Some Bash Scripting Notes

The best existing guide to bash scripting is the Advanced Bash-Scripting Guide, which is pretty tragic, as it's totally hopeless. This document attemps to summarise some basic and useful things which are not necessarily explained well elsewhere.

Variables

Does anyone actually understand the rules for quoting? Basically, as far as i can tell, you want to always quote absolutely anything which includes a variable substitution which could potentially have any kind of mildly exciting characters (like spaces) in it. So don't cp $foo $bar, but rather cp "$foo" "$bar".

There are some useful special variables:

SymbolValue
$#Number of command-line args
$@The command-line args, as a list of strings - you almost certainly want to quote this as "$@", to get a list of quoted strings
$*The command-line args as one big string (i've never come across a situation where this would be at all useful)

Exercise 1: What does the special variable $# hold, according to the bash scripting notes?
Exercise 2: Transcribe the bash scripting notes starting at "The best existing" and ending at "at all useful)".

Saved entries:
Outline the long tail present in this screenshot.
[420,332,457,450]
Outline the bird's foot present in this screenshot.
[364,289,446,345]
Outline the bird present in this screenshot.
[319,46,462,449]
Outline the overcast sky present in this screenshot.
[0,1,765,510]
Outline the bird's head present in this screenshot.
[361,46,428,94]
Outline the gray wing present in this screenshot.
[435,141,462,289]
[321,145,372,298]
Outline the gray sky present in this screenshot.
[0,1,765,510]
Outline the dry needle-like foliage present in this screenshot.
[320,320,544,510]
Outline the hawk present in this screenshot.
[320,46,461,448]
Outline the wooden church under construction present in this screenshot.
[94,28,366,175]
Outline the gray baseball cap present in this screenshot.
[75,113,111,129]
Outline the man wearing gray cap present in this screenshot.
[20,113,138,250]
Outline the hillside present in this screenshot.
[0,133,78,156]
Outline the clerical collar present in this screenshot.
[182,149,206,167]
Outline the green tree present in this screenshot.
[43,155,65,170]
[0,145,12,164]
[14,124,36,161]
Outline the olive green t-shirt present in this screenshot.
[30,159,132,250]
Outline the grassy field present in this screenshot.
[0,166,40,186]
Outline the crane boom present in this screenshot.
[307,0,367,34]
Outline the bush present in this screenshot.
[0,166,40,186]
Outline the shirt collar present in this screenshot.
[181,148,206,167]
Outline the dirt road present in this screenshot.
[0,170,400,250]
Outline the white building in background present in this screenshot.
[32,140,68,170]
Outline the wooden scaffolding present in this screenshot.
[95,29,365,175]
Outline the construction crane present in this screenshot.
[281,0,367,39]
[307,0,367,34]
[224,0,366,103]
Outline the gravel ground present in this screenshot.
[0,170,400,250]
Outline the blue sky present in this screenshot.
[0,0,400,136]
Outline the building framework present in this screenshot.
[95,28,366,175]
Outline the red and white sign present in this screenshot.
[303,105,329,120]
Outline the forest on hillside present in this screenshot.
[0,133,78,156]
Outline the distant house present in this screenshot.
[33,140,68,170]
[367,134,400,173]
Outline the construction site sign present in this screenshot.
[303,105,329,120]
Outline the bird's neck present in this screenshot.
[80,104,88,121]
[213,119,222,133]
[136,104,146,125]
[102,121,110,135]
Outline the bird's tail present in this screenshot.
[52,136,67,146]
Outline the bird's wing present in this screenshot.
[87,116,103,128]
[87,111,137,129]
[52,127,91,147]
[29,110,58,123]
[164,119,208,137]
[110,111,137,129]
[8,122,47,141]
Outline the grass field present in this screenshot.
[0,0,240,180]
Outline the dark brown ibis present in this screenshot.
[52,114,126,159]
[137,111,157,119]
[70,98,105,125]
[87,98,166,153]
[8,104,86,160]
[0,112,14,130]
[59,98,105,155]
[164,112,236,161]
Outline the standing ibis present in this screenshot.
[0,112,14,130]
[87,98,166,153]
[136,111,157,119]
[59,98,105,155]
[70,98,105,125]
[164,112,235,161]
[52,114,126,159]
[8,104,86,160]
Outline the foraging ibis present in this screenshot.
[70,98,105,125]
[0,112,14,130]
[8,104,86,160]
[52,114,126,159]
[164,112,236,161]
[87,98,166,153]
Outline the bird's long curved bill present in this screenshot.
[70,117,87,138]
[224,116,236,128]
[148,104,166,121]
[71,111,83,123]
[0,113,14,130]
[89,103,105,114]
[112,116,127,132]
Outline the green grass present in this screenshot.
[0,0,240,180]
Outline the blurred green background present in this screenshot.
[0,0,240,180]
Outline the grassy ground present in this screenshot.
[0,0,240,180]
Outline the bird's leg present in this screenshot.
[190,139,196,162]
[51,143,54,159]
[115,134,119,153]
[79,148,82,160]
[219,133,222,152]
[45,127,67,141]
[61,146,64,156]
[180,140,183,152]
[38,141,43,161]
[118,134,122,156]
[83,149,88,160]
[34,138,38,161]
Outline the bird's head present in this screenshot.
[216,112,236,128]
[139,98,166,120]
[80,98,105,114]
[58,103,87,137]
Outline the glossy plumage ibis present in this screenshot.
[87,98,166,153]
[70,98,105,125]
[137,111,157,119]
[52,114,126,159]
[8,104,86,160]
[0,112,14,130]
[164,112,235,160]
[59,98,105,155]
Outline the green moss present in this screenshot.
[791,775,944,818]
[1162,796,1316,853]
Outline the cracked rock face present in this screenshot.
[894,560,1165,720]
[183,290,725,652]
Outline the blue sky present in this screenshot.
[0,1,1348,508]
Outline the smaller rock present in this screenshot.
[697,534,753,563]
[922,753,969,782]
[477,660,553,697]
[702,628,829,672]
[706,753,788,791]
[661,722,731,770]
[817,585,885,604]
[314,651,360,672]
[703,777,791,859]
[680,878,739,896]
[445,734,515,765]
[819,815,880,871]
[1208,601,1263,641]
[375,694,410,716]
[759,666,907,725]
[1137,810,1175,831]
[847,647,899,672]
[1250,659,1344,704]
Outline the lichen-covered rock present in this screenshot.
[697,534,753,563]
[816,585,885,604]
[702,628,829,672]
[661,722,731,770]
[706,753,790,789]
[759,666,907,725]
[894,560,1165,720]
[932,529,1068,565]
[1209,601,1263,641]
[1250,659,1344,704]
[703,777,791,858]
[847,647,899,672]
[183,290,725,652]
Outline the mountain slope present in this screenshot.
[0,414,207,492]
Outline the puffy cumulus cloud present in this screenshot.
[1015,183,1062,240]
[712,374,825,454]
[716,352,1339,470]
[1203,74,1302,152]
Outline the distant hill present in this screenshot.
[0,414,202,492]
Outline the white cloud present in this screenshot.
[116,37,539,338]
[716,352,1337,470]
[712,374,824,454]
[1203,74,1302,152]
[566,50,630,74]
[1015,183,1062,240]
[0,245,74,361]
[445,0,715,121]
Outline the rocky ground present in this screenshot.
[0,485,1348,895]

Problem solution 1: The number of command-line args.

Problem solution 2:
The best existing guide to bash scripting is the Advanced Bash-Scripting Guide, which is pretty tragic, as it's totally hopeless. This document attemps to summarise some basic and useful things which are not necessarily explained well elsewhere.

Variables

Does anyone actually understand the rules for quoting? Basically, as far as i can tell, you want to always quote absolutely anything which includes a variable substitution which could potentially have any kind of mildly exciting characters (like spaces) in it. So don't cp $foo $bar, but rather cp "$foo" "$bar".

There are some useful special variables:

SymbolValue
$#Number of command-line args
$@The command-line args, as a list of strings - you almost certainly want to quote this as "$@", to get a list of quoted strings
$*The command-line args as one big string (i've never come across a situation where this would be at all useful)